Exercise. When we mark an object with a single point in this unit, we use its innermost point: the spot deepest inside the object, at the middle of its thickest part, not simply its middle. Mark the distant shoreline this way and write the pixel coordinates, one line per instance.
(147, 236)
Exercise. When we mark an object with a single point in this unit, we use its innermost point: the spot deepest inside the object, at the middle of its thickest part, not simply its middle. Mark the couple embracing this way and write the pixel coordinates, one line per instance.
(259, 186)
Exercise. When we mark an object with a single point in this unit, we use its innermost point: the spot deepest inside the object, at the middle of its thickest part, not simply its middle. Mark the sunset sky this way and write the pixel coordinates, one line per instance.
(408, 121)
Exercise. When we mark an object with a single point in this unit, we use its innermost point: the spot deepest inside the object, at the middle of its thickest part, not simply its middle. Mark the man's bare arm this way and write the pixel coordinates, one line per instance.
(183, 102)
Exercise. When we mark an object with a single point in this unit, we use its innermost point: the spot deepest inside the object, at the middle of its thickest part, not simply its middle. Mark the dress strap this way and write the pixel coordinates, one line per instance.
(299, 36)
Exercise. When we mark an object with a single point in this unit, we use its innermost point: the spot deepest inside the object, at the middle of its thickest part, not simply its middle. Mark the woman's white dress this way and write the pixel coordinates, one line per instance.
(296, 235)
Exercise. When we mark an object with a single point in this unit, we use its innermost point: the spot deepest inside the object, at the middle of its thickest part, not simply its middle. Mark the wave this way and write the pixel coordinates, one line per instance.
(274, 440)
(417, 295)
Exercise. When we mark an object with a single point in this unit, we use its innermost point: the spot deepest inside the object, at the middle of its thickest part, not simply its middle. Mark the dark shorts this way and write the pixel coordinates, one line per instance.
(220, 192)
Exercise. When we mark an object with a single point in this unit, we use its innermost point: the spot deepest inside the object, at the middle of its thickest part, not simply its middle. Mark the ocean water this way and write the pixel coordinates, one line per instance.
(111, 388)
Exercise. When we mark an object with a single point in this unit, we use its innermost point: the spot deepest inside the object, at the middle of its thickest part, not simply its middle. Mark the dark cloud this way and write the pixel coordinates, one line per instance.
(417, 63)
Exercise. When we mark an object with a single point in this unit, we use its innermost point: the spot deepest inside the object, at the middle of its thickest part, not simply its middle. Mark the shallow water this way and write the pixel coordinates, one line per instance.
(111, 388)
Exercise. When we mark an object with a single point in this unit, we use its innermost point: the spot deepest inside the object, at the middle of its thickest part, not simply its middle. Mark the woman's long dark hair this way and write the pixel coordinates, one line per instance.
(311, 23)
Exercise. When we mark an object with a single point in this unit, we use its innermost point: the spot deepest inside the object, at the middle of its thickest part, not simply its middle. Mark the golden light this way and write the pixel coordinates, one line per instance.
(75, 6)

- _Aim of the exercise_
Leaving each word as it is, reproduce all the material.

- _Response to this exercise_
Exercise. When we mark an object with a single point in this unit, we use its innermost point: the spot deepest inside the object, at the middle of its thickest part, not simply its middle. Mark the distant shoreline this way and write the pixel coordinates, one line per instance.
(147, 236)
Exercise. When we mark an object with a single point in this unit, we use its innermost point: the spot deepest inside the object, at the middle of its thickest part, not simply its middle. Mark the couple embracing this way and write the pixel coordinates, one line per instance.
(259, 186)
Exercise. When we mark an object with a single point in this unit, we use its innermost point: the spot deepest inside the object, at the middle of its thickest part, not simply its middle. Mark the sunset sky this way and write the pixel coordinates, one line per instance.
(408, 121)
Exercise. When we mark an object with a single point in this unit, we use its innermost point: the spot deepest inside the object, at the middle of its thickest part, not simply its middle. Mark the man's bare arm this way and write the pixel coordinates, one line per instance.
(183, 102)
Exercise. When we mark an object with a single point in this unit, we use its innermost point: the spot deepest inside the object, at the middle of its thickest part, not simply its middle. Mark the dress strap this way and write the pixel coordinates, one line per instance.
(299, 36)
Exercise. When we mark an object with a single point in this unit, we use its innermost point: the spot deepest inside the object, at the middle of its thickest part, not simply its middle. Mark the woman's white dress this way and write the pixel coordinates, one line per instance.
(296, 235)
Exercise. When we mark an object with a single point in this unit, we use its innermost point: the spot deepest inside the object, at the middle of its thickest part, not simply its middle. Mark the wave this way and write the pixel coordinates, one line per instance.
(274, 440)
(417, 295)
Exercise. When we mark an object with a single point in this unit, we use its innermost point: the spot deepest inside the object, at the middle of its thickest part, not simply its middle. Mark the dark shorts this way and write the pixel coordinates, one line per instance.
(220, 192)
Exercise. When we mark an object with a single point in this unit, we use its innermost point: the spot deepest inside the object, at the middle of its thickest part, not simply its middle. Mark the ocean water this way and write the pixel coordinates, one line per instance.
(111, 388)
Exercise. When we mark an object with a single point in this unit, we use its innermost point: the spot deepest inside the object, at the middle of its thickest part, not simply its middle. Mark the dark cloud this way and write the pixel coordinates, one line per instance.
(417, 63)
Exercise. When we mark an object with a single point in this unit, we use its innermost point: the spot deepest inside the object, at the middle of its thickest part, not simply its middle. Mark the shallow water this way and write the pixel coordinates, one line per instance.
(111, 388)
Exercise. When we mark an object with a single point in this unit, we use its innermost point: the spot deepest inside the object, at the middle of its thickest part, not simply its middle. Mark the woman's long dark hair this way and write the pixel coordinates, one line per instance.
(311, 23)
Exercise. When we mark an object with a single point in this unit, we use its innermost point: the spot deepest inside the object, at the middle of its thickest part, not simply its middle. Mark the golden light this way and write the pixel coordinates, one line per instance.
(75, 6)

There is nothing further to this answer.